Sometidos a las múltiples presiones de una vida vertiginosa, ¿estamos perdiendo la capacidad de escuchar? ¿Estamos perdiendo el placer de disfrutar del poder evocador del sonido? Quizás no todo este perdido. Este artículo hace referencia a algunas experiencias de arte sonoro en el éter británico y exhorta a oyentes y productores radiofónicos por igual a dejar que los sonidos emerjan desde los agujeros donde han permanecido ocultos durante demasiado tiempo.

Pobres en tiempo

«Mi equipo –dijo el director de la revista– es tan pobre en tiempo, en la actualidad». Una onda de reacción se extendió por la habitación. Un grupo de altos directivos editoriales de la British Broadcasting Corporation (BBC) estaba en plena reunión mensual de departamentos y comenzó a mover sus cabezas en señal de asentimiento. Pero esta frase, este neologismo, importado del mundo del comercio y de la mentalidad apresurada de la Harvard Business School, atrajo y paralizó la atención. Hubo sonrisas ante el uso de esa jerga, pero también un reconocimiento del hecho de que la “pobreza en tiempo” es una aflicción que muchos en Occidente padecemos.

Pasamos a toda prisa de nuestras camas al tren de cercanías, las orejas engalanadas con auriculares que reproducen desde el I-Pod archivos de música descargados durante la noche. Sentados en nuestras oficinas, leemos un diluvio de correo basura que atasca nuestros buzones con noticias indeseadas sobre el sustituto más reciente del Viagra. Limpiamos nuestros correos electrónicos, nos abrimos paso de una urgencia a la siguiente, asaltados por llamadas y señales de «llamada en espera». Realizamos múltiples tareas y las descripciones de nuestros trabajos abarcan responsabilidades cada vez más amplias. No es de extrañar, por tanto, que seamos «pobres en tiempo».

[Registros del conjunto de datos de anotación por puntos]

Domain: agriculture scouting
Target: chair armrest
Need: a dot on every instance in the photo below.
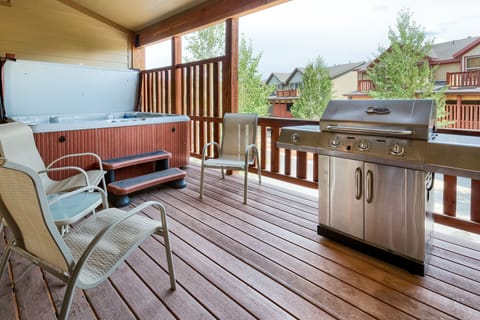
(83, 172)
(91, 247)
(80, 190)
(73, 155)
(205, 148)
(251, 147)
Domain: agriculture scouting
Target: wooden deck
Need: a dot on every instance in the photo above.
(262, 260)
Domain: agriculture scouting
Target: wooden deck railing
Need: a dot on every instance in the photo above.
(450, 186)
(465, 116)
(463, 79)
(200, 97)
(365, 85)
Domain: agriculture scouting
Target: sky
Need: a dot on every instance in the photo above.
(295, 33)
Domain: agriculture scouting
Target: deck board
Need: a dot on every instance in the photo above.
(263, 260)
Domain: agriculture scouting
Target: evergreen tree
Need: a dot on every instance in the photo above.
(315, 93)
(252, 91)
(402, 71)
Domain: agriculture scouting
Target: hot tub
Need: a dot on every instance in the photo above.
(74, 109)
(62, 122)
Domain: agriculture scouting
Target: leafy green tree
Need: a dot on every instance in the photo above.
(316, 91)
(402, 70)
(252, 91)
(206, 43)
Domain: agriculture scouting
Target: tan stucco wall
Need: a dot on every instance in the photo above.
(346, 83)
(441, 72)
(47, 30)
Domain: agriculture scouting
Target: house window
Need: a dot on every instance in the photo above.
(473, 63)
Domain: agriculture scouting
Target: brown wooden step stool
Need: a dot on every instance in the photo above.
(119, 190)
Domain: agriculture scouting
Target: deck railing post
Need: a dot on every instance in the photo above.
(475, 201)
(450, 195)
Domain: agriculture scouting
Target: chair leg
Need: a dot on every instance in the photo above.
(259, 171)
(67, 300)
(201, 181)
(168, 252)
(245, 179)
(6, 255)
(168, 249)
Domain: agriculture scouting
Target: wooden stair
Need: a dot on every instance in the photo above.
(119, 190)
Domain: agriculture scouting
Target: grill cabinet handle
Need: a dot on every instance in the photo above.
(353, 129)
(358, 183)
(369, 192)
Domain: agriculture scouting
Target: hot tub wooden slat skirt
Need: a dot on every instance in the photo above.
(117, 142)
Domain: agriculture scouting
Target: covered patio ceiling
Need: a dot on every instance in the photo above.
(153, 20)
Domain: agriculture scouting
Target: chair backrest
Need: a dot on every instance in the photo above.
(18, 145)
(238, 131)
(24, 205)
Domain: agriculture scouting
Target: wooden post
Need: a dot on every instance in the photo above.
(230, 67)
(450, 195)
(177, 74)
(274, 151)
(475, 201)
(301, 165)
(288, 161)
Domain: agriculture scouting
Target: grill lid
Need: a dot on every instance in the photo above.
(414, 119)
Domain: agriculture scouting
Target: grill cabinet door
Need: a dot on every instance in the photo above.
(385, 206)
(346, 196)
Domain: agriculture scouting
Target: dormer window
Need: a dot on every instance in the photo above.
(472, 63)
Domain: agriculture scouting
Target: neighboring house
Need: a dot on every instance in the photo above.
(457, 65)
(288, 86)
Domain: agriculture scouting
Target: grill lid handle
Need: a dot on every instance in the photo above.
(363, 130)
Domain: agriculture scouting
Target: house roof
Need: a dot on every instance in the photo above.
(340, 69)
(281, 77)
(452, 49)
(334, 71)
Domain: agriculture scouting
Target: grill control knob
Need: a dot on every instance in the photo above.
(397, 150)
(335, 142)
(363, 146)
(295, 137)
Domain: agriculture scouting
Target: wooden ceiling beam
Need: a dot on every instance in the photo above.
(207, 13)
(95, 15)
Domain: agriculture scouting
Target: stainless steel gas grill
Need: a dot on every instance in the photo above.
(373, 188)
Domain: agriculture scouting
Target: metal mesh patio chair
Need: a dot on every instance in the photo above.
(238, 148)
(17, 144)
(86, 255)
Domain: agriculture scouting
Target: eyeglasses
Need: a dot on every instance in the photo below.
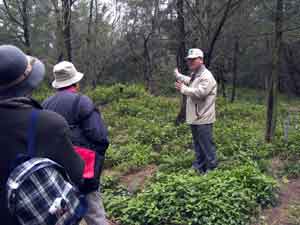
(24, 76)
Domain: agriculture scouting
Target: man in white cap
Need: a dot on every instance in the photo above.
(201, 92)
(87, 130)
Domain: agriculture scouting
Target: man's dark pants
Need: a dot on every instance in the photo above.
(205, 148)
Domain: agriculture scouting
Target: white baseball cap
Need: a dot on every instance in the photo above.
(65, 74)
(195, 53)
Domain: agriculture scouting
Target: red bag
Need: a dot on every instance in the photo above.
(89, 158)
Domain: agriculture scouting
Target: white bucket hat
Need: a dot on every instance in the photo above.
(65, 74)
(195, 53)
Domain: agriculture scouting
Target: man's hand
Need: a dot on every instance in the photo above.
(178, 85)
(176, 73)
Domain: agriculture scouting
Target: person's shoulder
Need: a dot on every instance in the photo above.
(85, 98)
(51, 120)
(208, 74)
(47, 100)
(86, 101)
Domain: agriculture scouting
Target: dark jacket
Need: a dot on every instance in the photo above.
(52, 141)
(87, 127)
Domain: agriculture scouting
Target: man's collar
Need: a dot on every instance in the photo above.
(200, 70)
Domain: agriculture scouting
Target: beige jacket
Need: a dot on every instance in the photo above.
(201, 97)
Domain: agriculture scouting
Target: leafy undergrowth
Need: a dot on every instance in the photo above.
(143, 132)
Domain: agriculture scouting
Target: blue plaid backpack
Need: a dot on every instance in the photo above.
(39, 191)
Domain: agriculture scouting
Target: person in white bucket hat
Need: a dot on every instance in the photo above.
(201, 91)
(65, 75)
(88, 130)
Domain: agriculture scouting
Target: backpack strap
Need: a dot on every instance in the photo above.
(32, 133)
(76, 114)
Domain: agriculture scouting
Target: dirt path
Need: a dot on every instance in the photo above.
(280, 215)
(137, 179)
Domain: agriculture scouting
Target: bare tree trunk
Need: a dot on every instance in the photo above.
(147, 66)
(24, 23)
(273, 87)
(66, 7)
(234, 78)
(181, 56)
(60, 44)
(217, 33)
(26, 26)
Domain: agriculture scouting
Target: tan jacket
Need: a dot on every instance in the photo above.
(201, 97)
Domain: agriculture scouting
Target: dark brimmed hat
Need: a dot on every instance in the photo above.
(19, 73)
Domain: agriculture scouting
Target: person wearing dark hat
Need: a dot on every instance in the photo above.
(19, 76)
(87, 130)
(201, 91)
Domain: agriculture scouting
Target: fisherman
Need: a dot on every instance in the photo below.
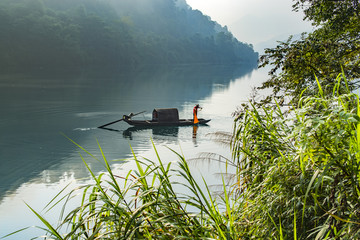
(196, 120)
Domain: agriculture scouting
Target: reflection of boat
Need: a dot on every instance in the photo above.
(163, 117)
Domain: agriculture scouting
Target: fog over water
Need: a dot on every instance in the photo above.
(42, 112)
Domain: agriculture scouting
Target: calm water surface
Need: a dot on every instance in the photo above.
(39, 110)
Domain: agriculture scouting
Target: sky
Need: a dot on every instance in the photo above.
(257, 22)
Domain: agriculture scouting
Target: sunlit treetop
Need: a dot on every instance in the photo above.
(332, 48)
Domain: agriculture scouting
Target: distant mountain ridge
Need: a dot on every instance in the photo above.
(71, 34)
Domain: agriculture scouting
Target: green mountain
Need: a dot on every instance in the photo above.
(71, 34)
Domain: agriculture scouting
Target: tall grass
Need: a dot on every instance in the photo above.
(299, 173)
(297, 177)
(145, 205)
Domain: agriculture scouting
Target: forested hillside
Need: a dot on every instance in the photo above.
(48, 34)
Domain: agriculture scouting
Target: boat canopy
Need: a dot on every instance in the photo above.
(166, 115)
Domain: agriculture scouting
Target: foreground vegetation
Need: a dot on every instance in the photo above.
(297, 177)
(297, 166)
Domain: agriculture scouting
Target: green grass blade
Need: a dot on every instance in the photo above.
(47, 224)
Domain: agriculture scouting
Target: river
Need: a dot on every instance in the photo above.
(40, 112)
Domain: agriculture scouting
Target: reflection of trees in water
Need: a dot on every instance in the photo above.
(53, 104)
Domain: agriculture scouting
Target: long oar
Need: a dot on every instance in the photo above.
(130, 115)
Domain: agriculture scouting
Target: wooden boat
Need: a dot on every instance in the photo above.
(163, 117)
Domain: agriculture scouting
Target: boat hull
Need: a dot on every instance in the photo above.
(151, 123)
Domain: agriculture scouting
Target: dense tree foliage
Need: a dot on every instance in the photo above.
(78, 33)
(333, 47)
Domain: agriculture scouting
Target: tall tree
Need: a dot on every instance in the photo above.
(333, 47)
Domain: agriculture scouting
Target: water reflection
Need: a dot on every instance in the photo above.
(37, 108)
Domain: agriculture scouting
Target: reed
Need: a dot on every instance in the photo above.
(298, 173)
(297, 177)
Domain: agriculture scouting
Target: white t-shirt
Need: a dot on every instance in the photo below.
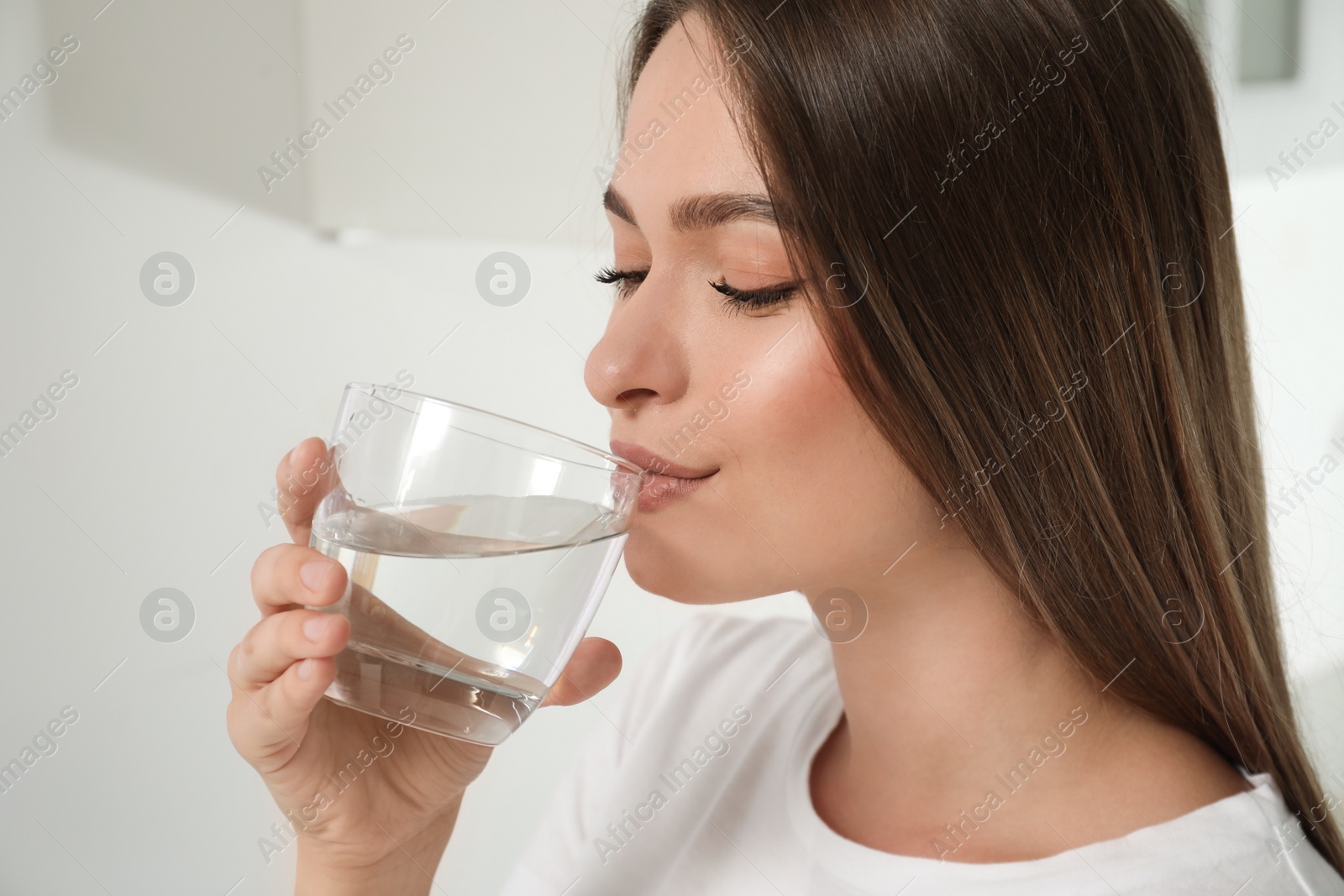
(698, 783)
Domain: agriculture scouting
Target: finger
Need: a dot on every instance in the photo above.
(302, 479)
(291, 575)
(276, 642)
(595, 665)
(266, 727)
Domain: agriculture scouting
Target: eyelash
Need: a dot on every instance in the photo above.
(736, 300)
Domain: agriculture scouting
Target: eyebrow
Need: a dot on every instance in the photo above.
(703, 211)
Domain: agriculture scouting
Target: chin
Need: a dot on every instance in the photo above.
(676, 578)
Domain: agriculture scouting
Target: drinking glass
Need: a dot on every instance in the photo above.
(477, 551)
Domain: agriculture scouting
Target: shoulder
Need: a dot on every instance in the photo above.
(1247, 842)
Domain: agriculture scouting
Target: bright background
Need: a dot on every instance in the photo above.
(362, 264)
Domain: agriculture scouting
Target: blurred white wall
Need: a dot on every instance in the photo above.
(151, 472)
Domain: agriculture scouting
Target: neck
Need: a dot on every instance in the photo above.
(952, 694)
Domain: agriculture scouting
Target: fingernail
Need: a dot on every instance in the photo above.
(315, 574)
(315, 627)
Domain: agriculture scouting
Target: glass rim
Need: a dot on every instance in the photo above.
(624, 465)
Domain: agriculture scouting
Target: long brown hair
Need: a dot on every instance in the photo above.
(1018, 214)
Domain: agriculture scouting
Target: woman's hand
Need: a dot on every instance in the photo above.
(393, 822)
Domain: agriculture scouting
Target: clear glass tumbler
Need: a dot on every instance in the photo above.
(477, 551)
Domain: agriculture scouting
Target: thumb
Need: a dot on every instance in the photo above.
(595, 665)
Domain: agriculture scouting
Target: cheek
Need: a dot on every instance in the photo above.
(815, 477)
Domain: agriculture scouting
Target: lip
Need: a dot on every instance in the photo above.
(667, 481)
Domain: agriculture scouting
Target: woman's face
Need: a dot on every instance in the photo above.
(804, 493)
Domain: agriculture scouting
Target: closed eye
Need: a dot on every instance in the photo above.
(736, 298)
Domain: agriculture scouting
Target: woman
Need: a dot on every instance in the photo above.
(965, 269)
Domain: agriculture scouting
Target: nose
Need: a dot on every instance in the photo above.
(642, 359)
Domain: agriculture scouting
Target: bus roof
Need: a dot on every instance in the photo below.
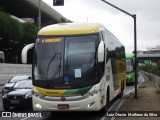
(129, 55)
(70, 29)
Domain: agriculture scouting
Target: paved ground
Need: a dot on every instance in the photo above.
(148, 102)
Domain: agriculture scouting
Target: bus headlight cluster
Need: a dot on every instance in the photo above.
(92, 93)
(28, 95)
(37, 94)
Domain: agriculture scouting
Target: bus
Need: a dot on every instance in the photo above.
(2, 57)
(76, 67)
(130, 77)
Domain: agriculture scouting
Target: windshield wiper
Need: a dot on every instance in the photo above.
(51, 62)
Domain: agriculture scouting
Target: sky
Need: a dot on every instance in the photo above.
(118, 23)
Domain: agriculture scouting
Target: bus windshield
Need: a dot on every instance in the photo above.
(66, 60)
(129, 65)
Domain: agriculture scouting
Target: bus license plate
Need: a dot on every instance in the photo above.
(63, 106)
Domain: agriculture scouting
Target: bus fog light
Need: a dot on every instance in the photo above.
(38, 106)
(90, 104)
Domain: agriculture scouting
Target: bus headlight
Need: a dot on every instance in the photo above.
(38, 106)
(5, 96)
(37, 94)
(28, 95)
(92, 93)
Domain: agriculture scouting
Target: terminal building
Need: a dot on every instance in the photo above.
(25, 10)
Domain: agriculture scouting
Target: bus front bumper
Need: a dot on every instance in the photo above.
(91, 103)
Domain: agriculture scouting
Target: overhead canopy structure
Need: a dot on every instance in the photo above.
(148, 56)
(30, 9)
(25, 9)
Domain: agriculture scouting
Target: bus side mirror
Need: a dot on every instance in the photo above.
(101, 52)
(24, 52)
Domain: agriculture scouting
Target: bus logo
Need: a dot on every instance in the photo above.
(66, 80)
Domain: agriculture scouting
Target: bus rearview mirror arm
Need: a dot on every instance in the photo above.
(24, 52)
(101, 52)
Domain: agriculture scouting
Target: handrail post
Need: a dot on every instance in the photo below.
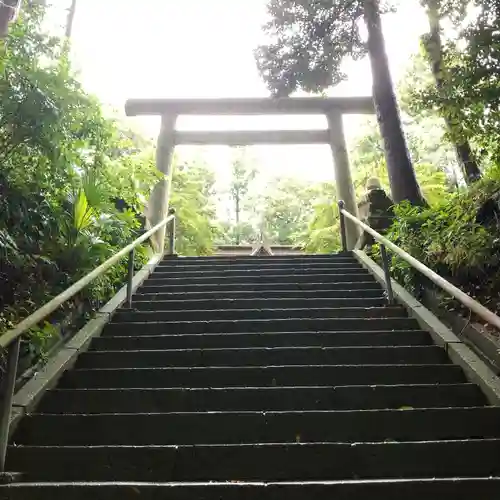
(130, 276)
(343, 233)
(171, 233)
(387, 274)
(6, 394)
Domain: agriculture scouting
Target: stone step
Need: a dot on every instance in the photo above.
(120, 329)
(375, 293)
(289, 376)
(267, 339)
(255, 272)
(214, 266)
(225, 287)
(146, 429)
(418, 355)
(398, 489)
(269, 277)
(262, 462)
(257, 303)
(133, 316)
(273, 260)
(357, 397)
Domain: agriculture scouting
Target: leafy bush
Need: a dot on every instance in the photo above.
(449, 239)
(62, 163)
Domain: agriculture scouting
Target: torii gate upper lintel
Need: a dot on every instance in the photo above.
(332, 107)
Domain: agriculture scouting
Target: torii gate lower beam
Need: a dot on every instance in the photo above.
(333, 108)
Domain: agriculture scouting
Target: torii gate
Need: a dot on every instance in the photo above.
(333, 108)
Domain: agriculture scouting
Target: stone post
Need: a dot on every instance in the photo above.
(158, 202)
(343, 179)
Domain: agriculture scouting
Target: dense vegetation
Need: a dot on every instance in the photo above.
(74, 180)
(73, 184)
(449, 102)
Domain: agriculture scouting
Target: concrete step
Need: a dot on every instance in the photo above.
(255, 272)
(249, 356)
(214, 266)
(279, 376)
(274, 260)
(430, 424)
(120, 329)
(225, 287)
(133, 316)
(269, 277)
(357, 397)
(398, 489)
(258, 303)
(263, 462)
(267, 339)
(375, 293)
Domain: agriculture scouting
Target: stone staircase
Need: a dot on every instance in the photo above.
(260, 378)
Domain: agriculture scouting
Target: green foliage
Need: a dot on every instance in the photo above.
(289, 207)
(307, 44)
(192, 197)
(448, 239)
(63, 166)
(469, 95)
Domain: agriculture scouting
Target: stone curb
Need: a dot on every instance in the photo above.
(476, 370)
(28, 397)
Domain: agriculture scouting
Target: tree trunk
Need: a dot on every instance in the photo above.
(8, 9)
(402, 178)
(71, 19)
(434, 50)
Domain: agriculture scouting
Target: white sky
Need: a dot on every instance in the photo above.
(203, 48)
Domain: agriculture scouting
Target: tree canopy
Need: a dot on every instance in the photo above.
(308, 42)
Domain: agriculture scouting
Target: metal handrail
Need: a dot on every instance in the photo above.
(489, 316)
(11, 339)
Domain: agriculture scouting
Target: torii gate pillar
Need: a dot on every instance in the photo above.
(331, 107)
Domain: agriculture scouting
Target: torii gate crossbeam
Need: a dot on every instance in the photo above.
(333, 108)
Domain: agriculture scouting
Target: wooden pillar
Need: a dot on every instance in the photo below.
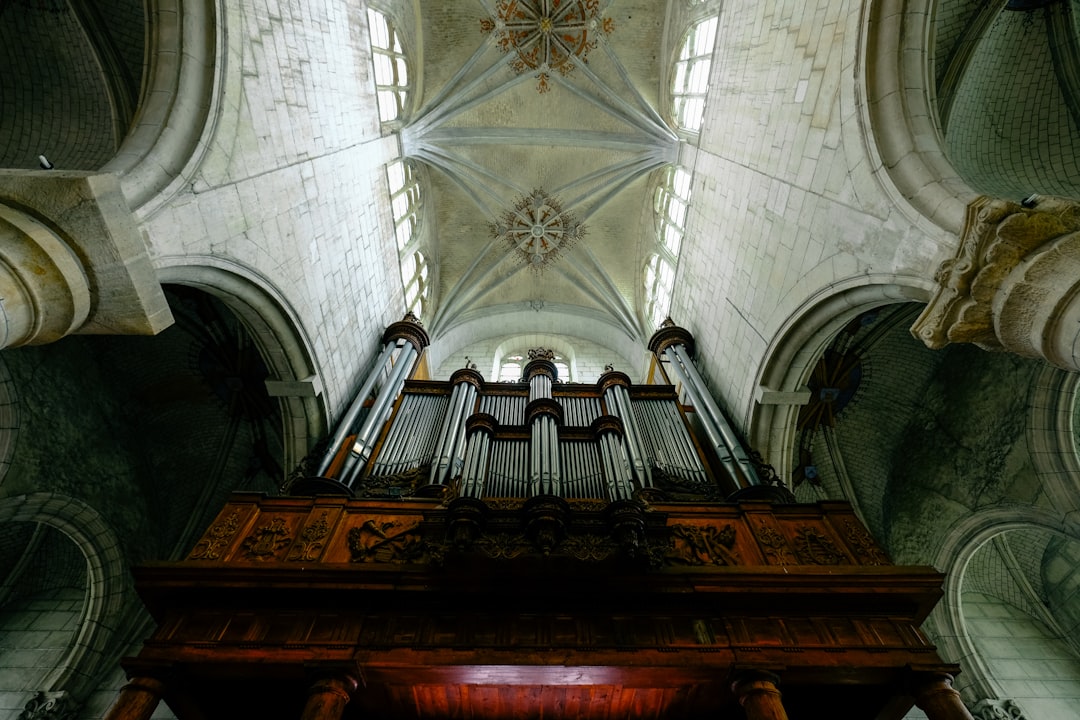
(757, 693)
(934, 695)
(327, 697)
(137, 700)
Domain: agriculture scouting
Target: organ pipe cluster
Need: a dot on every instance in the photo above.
(536, 438)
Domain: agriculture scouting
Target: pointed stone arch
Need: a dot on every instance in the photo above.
(279, 334)
(109, 593)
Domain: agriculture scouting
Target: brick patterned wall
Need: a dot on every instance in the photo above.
(294, 191)
(785, 206)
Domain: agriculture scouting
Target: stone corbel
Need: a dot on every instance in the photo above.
(1014, 284)
(72, 260)
(44, 293)
(998, 709)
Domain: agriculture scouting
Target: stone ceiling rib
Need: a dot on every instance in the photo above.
(644, 166)
(581, 138)
(606, 294)
(589, 138)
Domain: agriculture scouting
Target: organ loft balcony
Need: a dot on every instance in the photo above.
(483, 549)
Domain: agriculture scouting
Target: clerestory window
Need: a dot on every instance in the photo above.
(415, 281)
(672, 202)
(690, 78)
(659, 283)
(404, 202)
(391, 67)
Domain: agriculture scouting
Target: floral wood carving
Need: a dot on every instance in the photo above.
(703, 545)
(815, 547)
(375, 542)
(589, 547)
(218, 535)
(265, 543)
(310, 542)
(503, 546)
(998, 709)
(774, 545)
(50, 706)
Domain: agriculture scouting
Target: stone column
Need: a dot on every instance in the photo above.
(137, 700)
(757, 693)
(44, 293)
(327, 697)
(934, 695)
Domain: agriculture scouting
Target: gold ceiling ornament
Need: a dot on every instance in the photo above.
(547, 35)
(538, 229)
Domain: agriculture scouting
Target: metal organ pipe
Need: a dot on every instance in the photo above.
(723, 449)
(619, 405)
(676, 343)
(609, 433)
(450, 449)
(478, 430)
(365, 438)
(358, 404)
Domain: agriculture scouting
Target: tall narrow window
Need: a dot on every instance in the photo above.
(404, 202)
(673, 200)
(391, 69)
(415, 281)
(659, 282)
(690, 79)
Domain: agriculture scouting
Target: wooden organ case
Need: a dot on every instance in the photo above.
(536, 549)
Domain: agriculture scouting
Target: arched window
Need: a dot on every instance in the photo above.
(391, 69)
(659, 282)
(690, 79)
(415, 281)
(672, 201)
(404, 202)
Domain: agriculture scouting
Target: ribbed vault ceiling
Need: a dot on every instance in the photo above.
(592, 139)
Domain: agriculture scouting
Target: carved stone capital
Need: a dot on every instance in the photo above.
(1014, 284)
(44, 293)
(408, 328)
(997, 709)
(671, 335)
(50, 706)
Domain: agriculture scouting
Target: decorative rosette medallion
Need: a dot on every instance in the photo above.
(547, 35)
(538, 229)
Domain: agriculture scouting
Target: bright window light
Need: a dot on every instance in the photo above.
(404, 202)
(659, 282)
(690, 78)
(391, 68)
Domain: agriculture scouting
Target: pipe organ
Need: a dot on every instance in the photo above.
(535, 437)
(536, 548)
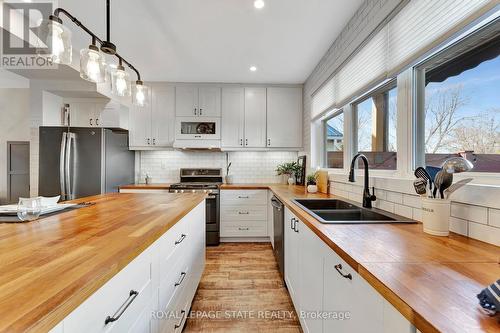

*Tarea escrita A*:
Según el fragmento sobre la escucha, ¿a qué organización pertenecían los altos directivos editoriales que celebraban su reunión mensual de departamentos?
*Tarea escrita B*:
Transcriba del fragmento sobre la escucha el pasaje que se inicia en las palabras «Sometidos a las» y concluye después de «durante demasiado tiempo.».
El listado no guarda relación alguna con lo que aquí se solicita.

*Resultado esperado A*:
A la British Broadcasting Corporation (BBC).

*Resultado esperado B*:
Sometidos a las múltiples presiones de una vida vertiginosa, ¿estamos perdiendo la capacidad de escuchar? ¿Estamos perdiendo el placer de disfrutar del poder evocador del sonido? Quizás no todo este perdido. Este artículo hace referencia a algunas experiencias de arte sonoro en el éter británico y exhorta a oyentes y productores radiofónicos por igual a dejar que los sonidos emerjan desde los agujeros donde han permanecido ocultos durante demasiado tiempo.